#### Aim of the task:
Copy the passage of the forum post on river navigability between "Even rivers that" and "public for navigation, recreation, and fisheries.", inclusive, and swap "fisheries" for "fishing" each time it occurs.
[Opening Document section section]
That said, Victory Ranch trying to say that we can't fish the Provo at any point on the river let alone on any of the private land it flows through is a fully garbage statement and could only be entertained by someone who is being paid a large, illegal sum of money to advocate for them. But maybe there should be a consideration for restricting public access to smaller streams after weighing and comparing the benefits for the landowners and the benefits for the anglers.


----------



## PBH

Jedidiah said:


> ... there should be a consideration for restricting public access to smaller streams after weighing and comparing the benefits for the landowners and the benefits for the anglers.


there is. It is called "navigable". 
The U.S. Supreme Court has repeatedly ruled that "rivers that are navigable in fact are navigable in law." If a river is physically navigable, it is legally navigable. No court or agency has to designate it as such.

Even rivers that are physically navigable only by canoe, kayak, and raft are still legally navigable. (The courts have also ruled that commercial recreational river trips qualify as commerce). Because they are legally navigable, such rivers are held in trust for the public by the states, for navigation, recreation, and fisheries.

Public ownership of physically navigable rivers, including the land up to the ordinary high water mark, pre-dates property deeds. What the property deed says or doesn't say about the river is irrelevant. This is something the Real Estate groups do NOT want you to know!

The state does not actually own the river, but holds it in trust for the public for navigation, recreation, and fisheries.
[Closing Document section section]
[Opening Recorded data section]
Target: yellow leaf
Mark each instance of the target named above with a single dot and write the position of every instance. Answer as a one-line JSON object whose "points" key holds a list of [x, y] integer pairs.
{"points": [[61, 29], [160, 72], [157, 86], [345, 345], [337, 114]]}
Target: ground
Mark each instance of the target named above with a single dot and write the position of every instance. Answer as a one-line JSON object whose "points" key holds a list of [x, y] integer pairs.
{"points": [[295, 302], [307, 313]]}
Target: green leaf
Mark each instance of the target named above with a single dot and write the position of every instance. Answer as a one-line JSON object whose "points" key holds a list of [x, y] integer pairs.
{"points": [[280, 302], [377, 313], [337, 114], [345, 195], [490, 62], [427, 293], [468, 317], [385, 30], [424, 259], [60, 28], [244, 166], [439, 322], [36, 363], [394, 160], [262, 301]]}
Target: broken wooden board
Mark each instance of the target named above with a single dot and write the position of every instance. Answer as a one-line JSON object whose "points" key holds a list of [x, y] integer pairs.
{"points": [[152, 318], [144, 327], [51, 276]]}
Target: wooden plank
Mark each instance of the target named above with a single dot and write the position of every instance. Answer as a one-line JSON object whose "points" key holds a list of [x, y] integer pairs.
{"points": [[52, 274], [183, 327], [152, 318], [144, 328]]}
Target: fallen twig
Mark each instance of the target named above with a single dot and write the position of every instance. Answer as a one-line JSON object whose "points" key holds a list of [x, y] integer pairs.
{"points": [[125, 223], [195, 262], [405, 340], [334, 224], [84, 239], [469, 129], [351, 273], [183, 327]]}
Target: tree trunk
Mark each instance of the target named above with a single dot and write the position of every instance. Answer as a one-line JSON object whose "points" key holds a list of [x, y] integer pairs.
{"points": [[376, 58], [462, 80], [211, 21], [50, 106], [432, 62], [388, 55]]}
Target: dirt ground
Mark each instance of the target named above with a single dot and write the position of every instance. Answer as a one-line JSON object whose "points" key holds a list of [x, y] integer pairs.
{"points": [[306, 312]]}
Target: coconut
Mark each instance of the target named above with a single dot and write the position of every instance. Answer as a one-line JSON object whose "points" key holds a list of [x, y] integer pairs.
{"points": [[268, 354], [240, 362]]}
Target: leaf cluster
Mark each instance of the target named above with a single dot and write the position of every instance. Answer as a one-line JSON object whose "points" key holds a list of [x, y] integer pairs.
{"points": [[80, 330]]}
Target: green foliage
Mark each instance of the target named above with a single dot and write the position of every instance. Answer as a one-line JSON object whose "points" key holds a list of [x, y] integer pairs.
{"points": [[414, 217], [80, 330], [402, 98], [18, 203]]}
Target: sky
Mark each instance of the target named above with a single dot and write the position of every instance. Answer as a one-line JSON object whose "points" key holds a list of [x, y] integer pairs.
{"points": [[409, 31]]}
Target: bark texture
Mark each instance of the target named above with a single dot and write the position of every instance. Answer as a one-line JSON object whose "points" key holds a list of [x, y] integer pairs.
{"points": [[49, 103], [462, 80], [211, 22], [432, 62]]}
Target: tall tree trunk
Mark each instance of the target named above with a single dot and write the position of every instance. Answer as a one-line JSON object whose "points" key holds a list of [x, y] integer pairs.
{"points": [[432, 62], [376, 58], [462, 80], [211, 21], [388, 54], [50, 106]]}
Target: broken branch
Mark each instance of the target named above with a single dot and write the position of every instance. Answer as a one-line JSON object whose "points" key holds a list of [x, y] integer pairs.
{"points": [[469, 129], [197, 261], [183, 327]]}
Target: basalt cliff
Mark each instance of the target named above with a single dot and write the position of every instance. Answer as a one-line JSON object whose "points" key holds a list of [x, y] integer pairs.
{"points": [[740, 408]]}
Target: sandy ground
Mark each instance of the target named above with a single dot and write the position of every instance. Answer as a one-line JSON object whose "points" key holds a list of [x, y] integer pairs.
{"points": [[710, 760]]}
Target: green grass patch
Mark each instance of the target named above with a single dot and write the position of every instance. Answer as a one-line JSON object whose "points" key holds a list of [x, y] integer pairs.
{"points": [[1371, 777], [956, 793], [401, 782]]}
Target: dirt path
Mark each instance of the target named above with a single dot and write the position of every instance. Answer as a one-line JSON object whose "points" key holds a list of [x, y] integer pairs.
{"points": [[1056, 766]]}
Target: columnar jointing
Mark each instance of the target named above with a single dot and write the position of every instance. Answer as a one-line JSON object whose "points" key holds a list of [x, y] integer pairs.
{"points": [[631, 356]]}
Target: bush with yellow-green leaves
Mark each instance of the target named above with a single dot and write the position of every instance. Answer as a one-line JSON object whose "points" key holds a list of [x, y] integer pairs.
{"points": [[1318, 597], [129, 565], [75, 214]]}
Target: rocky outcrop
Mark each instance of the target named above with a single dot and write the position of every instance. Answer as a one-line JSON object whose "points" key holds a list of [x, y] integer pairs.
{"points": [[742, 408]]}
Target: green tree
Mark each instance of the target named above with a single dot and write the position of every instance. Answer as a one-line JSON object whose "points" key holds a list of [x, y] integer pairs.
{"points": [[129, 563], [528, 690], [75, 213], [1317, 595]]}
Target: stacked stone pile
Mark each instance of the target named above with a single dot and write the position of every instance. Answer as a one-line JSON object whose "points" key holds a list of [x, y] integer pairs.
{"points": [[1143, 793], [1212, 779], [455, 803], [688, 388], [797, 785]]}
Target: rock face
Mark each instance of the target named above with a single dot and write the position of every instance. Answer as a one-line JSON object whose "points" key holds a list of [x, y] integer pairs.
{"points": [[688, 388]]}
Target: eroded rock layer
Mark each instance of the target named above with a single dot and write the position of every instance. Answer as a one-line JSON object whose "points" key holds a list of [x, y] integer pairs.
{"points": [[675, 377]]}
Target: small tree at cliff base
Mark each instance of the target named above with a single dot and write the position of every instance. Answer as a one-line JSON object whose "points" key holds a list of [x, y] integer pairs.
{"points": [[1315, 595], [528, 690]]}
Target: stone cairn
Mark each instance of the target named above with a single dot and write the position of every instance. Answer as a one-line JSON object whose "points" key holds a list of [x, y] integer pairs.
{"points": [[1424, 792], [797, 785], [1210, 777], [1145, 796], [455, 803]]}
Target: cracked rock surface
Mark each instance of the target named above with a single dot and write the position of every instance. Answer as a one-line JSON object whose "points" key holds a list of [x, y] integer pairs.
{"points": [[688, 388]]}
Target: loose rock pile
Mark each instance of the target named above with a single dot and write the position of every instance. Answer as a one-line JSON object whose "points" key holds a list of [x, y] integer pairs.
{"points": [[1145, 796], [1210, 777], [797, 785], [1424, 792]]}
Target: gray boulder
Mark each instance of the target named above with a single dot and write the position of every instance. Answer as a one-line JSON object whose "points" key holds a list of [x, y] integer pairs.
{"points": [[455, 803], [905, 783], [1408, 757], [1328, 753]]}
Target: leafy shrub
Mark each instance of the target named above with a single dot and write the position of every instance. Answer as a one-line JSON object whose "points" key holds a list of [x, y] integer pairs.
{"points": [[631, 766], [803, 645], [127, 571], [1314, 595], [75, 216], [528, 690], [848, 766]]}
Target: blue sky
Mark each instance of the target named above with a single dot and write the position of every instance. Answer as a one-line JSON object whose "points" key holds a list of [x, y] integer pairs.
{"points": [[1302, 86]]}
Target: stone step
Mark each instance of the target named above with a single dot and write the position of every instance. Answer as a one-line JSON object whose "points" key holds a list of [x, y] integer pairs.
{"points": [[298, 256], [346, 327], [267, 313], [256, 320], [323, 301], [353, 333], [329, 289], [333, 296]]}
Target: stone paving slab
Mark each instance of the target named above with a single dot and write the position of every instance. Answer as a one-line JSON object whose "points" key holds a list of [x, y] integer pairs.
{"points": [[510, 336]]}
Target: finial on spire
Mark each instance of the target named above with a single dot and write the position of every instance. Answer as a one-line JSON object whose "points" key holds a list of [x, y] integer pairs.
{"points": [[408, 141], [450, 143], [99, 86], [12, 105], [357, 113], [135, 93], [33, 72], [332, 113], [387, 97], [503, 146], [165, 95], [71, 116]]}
[Closing Recorded data section]
#### Solved exercise:
Even rivers that are physically navigable only by canoe, kayak, and raft are still legally navigable. (The courts have also ruled that commercial recreational river trips qualify as commerce). Because they are legally navigable, such rivers are held in trust for the public by the states, for navigation, recreation, and fishing.

Public ownership of physically navigable rivers, including the land up to the ordinary high water mark, pre-dates property deeds. What the property deed says or doesn't say about the river is irrelevant. This is something the Real Estate groups do NOT want you to know!

The state does not actually own the river, but holds it in trust for the public for navigation, recreation, and fishing.